■ Requirement
Here is a block of records. Copy every line in it that includes "green".
━━━ Dataset extract
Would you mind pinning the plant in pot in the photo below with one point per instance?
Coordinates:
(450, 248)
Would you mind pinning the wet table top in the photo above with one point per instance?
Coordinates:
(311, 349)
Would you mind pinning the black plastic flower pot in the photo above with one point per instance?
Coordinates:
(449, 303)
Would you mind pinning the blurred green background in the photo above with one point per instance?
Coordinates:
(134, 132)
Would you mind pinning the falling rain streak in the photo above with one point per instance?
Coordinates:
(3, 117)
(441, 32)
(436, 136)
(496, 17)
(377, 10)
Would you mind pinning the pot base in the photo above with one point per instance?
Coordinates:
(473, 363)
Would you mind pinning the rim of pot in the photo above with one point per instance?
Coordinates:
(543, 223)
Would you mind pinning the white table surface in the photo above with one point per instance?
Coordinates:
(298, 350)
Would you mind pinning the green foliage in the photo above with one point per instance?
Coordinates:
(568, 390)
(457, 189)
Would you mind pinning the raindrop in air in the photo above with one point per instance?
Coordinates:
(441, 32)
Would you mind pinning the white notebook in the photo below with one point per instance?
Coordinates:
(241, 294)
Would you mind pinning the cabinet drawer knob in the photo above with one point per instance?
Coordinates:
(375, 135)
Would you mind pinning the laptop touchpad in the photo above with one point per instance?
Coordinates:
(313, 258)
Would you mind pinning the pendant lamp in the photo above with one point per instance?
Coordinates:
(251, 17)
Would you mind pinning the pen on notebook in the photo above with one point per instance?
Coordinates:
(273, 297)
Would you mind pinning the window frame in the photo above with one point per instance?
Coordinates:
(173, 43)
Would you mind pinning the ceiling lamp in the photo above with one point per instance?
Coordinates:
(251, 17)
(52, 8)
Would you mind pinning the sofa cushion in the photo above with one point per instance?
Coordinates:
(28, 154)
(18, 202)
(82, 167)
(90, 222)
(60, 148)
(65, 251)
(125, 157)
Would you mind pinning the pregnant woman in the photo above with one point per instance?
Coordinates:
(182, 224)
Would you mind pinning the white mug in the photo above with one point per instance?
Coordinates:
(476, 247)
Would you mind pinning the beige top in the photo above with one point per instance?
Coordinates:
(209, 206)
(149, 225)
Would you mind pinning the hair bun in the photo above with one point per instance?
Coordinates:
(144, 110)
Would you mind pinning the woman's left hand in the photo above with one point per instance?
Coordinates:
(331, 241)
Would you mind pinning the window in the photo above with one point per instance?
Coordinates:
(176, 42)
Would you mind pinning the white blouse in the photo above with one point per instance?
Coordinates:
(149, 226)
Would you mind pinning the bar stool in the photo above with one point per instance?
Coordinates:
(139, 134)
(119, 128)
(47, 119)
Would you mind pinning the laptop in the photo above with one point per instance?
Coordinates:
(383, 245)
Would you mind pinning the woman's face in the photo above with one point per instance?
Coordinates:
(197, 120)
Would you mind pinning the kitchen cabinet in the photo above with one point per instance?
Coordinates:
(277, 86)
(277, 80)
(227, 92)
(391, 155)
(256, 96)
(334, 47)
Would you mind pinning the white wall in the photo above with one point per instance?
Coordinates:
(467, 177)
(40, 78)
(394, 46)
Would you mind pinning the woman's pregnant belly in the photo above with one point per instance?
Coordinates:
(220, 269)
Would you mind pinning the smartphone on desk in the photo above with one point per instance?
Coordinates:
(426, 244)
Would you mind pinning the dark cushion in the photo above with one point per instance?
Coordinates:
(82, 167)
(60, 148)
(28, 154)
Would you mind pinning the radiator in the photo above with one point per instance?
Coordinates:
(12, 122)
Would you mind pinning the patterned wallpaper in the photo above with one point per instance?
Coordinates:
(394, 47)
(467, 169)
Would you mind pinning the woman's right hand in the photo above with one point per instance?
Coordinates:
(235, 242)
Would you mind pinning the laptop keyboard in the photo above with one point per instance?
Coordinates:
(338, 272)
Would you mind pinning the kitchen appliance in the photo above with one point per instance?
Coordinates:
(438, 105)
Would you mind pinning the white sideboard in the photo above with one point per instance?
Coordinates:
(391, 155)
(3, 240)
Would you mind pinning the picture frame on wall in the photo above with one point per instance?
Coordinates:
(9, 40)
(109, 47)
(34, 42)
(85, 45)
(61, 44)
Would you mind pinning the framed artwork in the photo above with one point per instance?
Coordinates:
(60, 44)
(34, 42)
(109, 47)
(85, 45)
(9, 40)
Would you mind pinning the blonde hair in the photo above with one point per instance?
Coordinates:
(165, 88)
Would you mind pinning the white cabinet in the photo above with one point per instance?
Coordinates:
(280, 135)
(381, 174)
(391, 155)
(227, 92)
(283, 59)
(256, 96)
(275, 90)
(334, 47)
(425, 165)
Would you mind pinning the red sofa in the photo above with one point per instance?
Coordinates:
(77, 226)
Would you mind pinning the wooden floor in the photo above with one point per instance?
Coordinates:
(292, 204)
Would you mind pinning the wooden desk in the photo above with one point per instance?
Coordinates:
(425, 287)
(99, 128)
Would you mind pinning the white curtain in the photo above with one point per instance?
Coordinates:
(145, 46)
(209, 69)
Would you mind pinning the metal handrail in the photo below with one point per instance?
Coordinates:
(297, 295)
━━━━━━
■ Written answer
Would you mind pinning the blurred green background in the photo above with one point per instance?
Would you mind pinning the green foliage in the photo above with one point per instance?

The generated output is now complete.